** Work required **
Summarize the passage on ants and their fungal ectosymbiont in two sentences.
*** Passage shown ***
Sylvia Cremer describes in Proceedings B how invasive garden ants associated with the "hedgehog-look" providing fungus Laboulbenia receive anti-pathogen protection • Association with this ectosymbiotic fungus is costly to the ants under resource limitation but leads to anti-pathogen protection by increased behavioral and physiological immune defenses • In her review article in Trends in Immunology she summarizes recent findings of such unspecific, but also highly specific immunization in insects

© Matthias Konrad / IST Austria
© Matthias Konrad / IST Austria

In this week’s issue of the Proceedings of the Royal Society B Sylvia Cremer and her team describe for the first time the immunoprotective effect of an association of ants with an ectosymbiotic fungus, that gives the ants a “hedgehog-like” appearance. In their work “Anti-pathogen Protection versus Survival Costs mediated by an Ectosymbiont in an Ant Host”, Konrad et al. studied the novel association between the invasive garden ant and the fungal ectosymbiont Laboulbenia, which have both been recently introduced to Europe. The invasive garden ant quickly spreads throughout Europe and several of its populations now carry the Laboulbenia fungus, whose fruiting bodies anchor in the ant’s body surface, giving it “hedgehog resemblence”. The researchers found that ants with higher levels of the fungal ectosymbiont suffer higher mortality under food restriction, but on the upside are more resistant against infection by a common and deadly insect disease, the green muscardine. This protective effect is likely caused by a stimulation of both the ants’ hygiene behavior (increased selfgrooming) and their immune system (upregulation of immune gene expression). A lower susceptibility to this common and deadly disease may add to the success of the invasive garden ants.

© Matthias Konrad / IST Austria

In her recent review article “Individual and social immunization in insects” in a special issue of Trends in Immunology on Pathogen Avoidance, Resistance and Tolerance, Cremer and her postdoc Leila Masri gave an overview of the recent findings on such protective immunization of insects, as in the case of garden ants and Laboulbenia fungus. Masri and Cremer review recent evidence for and insights into the mechanisms underlying immunization in insects, which can be triggered either by a previous pathogen exposure of the same individual, or – in social species like ants and bees – by an exposed nest mate (individual vs social immunization). The researchers disentangle general immunoprotective effects from specific immune memory (known as priming) and examine immunization both within the lifetime of an individual or a colony and across generations to the benefit of the offspring. They conclude that recurrent parasitic threats have shaped the evolution of both the individual immune systems and colony-level social immunity in insects.
*** End of Passage shown ***
*** Records provided ***
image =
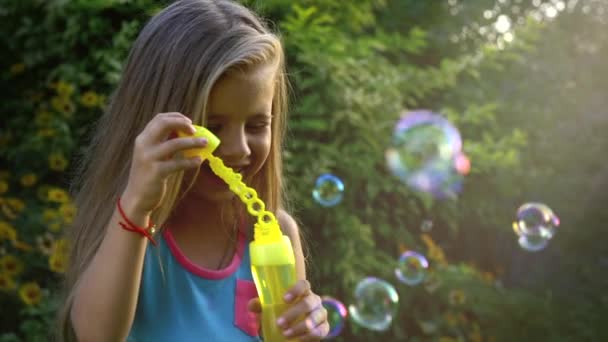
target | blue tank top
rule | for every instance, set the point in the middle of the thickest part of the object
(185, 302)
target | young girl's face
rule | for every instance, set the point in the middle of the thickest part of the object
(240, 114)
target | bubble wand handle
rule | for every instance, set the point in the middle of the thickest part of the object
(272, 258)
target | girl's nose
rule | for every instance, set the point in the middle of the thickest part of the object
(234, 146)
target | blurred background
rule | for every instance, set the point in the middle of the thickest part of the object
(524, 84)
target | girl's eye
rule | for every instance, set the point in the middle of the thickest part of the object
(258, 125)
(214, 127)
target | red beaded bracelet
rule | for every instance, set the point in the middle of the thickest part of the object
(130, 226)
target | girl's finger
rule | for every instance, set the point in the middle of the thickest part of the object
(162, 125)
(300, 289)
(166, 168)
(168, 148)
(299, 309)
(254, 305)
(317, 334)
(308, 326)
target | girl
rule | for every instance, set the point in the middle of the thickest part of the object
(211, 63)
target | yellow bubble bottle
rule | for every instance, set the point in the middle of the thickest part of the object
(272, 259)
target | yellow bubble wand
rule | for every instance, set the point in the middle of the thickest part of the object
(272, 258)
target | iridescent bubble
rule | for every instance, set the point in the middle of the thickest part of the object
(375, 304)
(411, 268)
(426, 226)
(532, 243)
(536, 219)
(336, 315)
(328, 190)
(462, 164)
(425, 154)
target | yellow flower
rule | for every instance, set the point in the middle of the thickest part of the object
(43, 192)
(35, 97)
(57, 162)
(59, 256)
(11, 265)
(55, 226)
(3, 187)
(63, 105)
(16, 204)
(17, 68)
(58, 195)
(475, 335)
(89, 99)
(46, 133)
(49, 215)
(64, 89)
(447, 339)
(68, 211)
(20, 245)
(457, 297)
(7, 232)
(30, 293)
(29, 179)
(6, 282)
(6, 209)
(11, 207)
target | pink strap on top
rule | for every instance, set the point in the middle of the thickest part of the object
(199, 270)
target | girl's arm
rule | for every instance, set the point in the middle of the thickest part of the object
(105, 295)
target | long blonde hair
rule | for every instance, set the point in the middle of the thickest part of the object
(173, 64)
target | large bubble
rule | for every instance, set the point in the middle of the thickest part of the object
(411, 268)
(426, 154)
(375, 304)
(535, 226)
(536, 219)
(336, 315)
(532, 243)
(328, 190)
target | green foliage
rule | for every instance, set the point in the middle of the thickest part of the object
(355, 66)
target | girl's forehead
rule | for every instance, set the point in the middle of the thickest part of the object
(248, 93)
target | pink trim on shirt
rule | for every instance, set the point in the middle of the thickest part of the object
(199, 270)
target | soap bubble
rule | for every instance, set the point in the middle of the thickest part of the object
*** End of Records provided ***
*** Records provided ***
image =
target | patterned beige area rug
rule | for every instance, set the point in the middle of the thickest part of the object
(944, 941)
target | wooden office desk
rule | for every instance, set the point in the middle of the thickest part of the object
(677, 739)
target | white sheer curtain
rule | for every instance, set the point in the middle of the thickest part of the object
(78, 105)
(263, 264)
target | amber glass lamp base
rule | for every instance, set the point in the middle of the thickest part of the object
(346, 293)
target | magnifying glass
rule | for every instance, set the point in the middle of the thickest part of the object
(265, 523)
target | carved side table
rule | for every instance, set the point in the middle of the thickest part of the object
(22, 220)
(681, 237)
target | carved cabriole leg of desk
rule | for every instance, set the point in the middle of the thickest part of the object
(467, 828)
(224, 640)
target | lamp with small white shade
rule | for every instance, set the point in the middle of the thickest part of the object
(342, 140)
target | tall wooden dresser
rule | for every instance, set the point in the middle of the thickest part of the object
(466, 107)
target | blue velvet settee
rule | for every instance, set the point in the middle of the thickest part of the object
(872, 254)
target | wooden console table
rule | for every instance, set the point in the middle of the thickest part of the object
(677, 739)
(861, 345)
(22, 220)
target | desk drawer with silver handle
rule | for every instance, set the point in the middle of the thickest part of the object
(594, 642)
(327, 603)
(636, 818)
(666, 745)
*** End of Records provided ***
** Task result **
Sylvia Cremer's team reports in Proceedings of the Royal Society B that invasive garden ants carrying more of the ectosymbiotic fungus Laboulbenia die more often under food restriction but resist infection by the green muscardine disease better, likely through increased self-grooming and upregulated immune gene expression. In a review in Trends in Immunology, Cremer and Leila Masri survey evidence on individual and social immunization in insects and conclude that recurrent parasitic threats have shaped both individual immune systems and colony-level social immunity.